**Input for this task**
# # # # # # #

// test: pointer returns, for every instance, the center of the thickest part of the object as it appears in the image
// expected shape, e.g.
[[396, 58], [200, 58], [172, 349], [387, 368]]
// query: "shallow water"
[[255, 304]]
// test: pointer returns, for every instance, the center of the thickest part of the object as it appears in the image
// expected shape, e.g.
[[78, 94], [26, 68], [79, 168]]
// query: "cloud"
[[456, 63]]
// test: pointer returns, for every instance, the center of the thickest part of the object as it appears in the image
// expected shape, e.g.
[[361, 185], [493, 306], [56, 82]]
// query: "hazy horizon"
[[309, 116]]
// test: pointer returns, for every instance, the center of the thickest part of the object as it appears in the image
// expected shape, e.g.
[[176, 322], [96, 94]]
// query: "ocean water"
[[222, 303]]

# # # # # # #

**Short problem**
Can you lay out every line of the listing above as a numbered list, skipping any blank lines?

**Task solution**
1. // test: pointer returns, for every instance, the center of the thickest part of the object as it appears in the image
2. // expected shape, e.g.
3. [[396, 58], [200, 58], [172, 349], [387, 368]]
4. // query: "shallow water"
5. [[255, 304]]
6. // test: pointer returns, for every instance, the center of the thickest part of the object as it appears in the image
7. // expected shape, e.g.
8. [[78, 94], [26, 68], [79, 168]]
9. // query: "cloud"
10. [[456, 63]]
11. // test: pointer returns, for every instance, the center of the thickest part of the object as it appears in the image
12. // expected shape, e.g.
13. [[361, 185], [493, 306], [56, 82]]
14. // query: "hazy horizon"
15. [[309, 116]]
16. // test: pointer returns, for every instance, the center of the thickest part of the object as it appears in the image
17. // expected shape, e.g.
18. [[176, 322], [96, 94]]
19. // query: "ocean water"
20. [[222, 303]]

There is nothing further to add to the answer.